__WORK REQUEST__:
Below are records; reproduce exactly the lines from the one containing "Would you be able to indicate the green and" through the end, both included, and only those.

╭─ AVAILABLE DATA

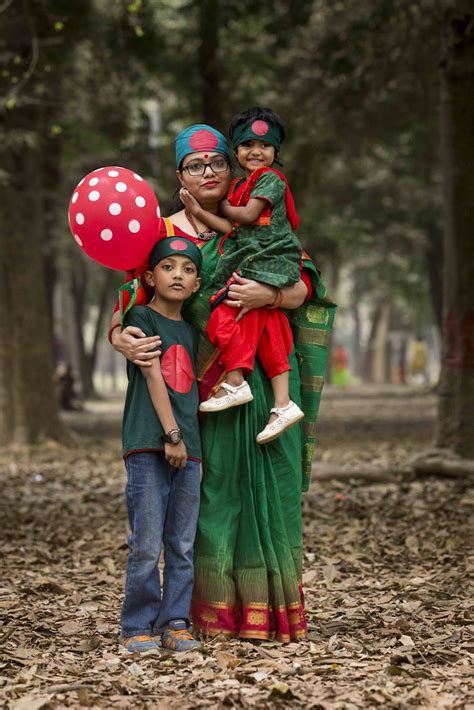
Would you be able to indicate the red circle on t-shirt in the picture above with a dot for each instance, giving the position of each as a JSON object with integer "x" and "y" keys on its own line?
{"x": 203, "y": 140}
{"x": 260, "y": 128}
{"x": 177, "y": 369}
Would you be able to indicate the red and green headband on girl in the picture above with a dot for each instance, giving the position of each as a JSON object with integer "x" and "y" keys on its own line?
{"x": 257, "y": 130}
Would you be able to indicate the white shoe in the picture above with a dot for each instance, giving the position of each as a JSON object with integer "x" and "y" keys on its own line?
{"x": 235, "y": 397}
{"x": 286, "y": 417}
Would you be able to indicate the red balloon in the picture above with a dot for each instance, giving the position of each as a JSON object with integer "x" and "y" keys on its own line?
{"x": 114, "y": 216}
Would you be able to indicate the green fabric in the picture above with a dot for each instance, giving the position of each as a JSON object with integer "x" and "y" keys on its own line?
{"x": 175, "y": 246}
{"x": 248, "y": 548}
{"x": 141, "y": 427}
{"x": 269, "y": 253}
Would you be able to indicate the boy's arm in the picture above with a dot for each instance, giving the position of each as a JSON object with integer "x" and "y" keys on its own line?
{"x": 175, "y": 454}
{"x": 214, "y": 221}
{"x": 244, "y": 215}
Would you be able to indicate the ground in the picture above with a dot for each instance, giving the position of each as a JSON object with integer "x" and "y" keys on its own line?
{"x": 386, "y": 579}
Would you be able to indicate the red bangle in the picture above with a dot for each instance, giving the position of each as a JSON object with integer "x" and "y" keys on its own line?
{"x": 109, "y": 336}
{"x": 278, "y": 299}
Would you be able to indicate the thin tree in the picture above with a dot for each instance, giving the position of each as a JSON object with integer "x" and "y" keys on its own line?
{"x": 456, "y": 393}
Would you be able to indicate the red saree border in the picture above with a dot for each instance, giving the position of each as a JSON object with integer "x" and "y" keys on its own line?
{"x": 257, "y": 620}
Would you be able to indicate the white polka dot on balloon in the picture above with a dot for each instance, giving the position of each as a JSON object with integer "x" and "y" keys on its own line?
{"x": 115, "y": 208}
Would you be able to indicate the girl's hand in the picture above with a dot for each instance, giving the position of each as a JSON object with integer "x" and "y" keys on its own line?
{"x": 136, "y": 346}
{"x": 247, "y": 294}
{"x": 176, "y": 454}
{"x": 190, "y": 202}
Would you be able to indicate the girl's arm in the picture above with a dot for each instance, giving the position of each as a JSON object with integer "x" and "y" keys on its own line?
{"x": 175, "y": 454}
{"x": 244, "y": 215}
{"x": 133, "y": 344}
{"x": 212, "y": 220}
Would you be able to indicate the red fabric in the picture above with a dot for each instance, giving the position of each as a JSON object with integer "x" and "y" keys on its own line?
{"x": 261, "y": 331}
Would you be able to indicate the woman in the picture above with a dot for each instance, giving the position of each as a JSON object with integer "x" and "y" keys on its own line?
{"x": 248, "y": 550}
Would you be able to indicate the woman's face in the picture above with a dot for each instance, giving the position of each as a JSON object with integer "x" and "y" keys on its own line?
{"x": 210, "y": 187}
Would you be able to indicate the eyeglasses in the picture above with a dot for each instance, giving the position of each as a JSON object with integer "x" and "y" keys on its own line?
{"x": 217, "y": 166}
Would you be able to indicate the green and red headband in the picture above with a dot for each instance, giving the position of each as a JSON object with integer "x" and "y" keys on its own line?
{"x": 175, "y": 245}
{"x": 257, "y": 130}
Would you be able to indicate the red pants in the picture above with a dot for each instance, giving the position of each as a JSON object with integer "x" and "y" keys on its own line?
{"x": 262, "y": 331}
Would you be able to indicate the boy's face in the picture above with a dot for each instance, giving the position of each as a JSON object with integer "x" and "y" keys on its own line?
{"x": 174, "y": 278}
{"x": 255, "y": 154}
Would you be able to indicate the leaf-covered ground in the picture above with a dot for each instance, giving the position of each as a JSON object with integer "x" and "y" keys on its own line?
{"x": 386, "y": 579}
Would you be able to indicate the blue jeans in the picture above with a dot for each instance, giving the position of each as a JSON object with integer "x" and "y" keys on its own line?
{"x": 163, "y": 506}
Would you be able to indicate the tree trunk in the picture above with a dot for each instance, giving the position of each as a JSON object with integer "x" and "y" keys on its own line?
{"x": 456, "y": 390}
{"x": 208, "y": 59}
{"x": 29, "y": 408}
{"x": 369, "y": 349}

╰─

__COMPLETED TASK__:
Would you be able to indicate the green and red headband in the picture above with a dot for each instance, giving the position of each as a JSON object with integer "x" and "y" keys on its own line?
{"x": 175, "y": 245}
{"x": 257, "y": 130}
Would you be able to indicate the red pants in the picture above with a dot for each instance, giving the position of each as a JSON object with integer "x" and "y" keys on its own line?
{"x": 262, "y": 331}
Would you be able to indicate the boy's face in the picture above with a dot for each instance, giving the position of each as a JSON object with integer "x" and "y" keys on its own line?
{"x": 174, "y": 278}
{"x": 255, "y": 154}
Would you be able to indicate the leaf-covered ground in the picture above with a dot for each instance, giving the position of each as a JSON object with integer "x" and "y" keys on its own line?
{"x": 386, "y": 579}
Would you be able to indicate the blue jeans in the picture above with a dot for each instance, giving the position of each as a JSON object with integer "x" and "y" keys on its own line?
{"x": 163, "y": 506}
Would you be able to indicate the tree trunk in the picture above with a dot for each instance, giving the position of each as a JSON object with integer "x" and "y" keys on its own line?
{"x": 456, "y": 390}
{"x": 208, "y": 59}
{"x": 29, "y": 408}
{"x": 369, "y": 349}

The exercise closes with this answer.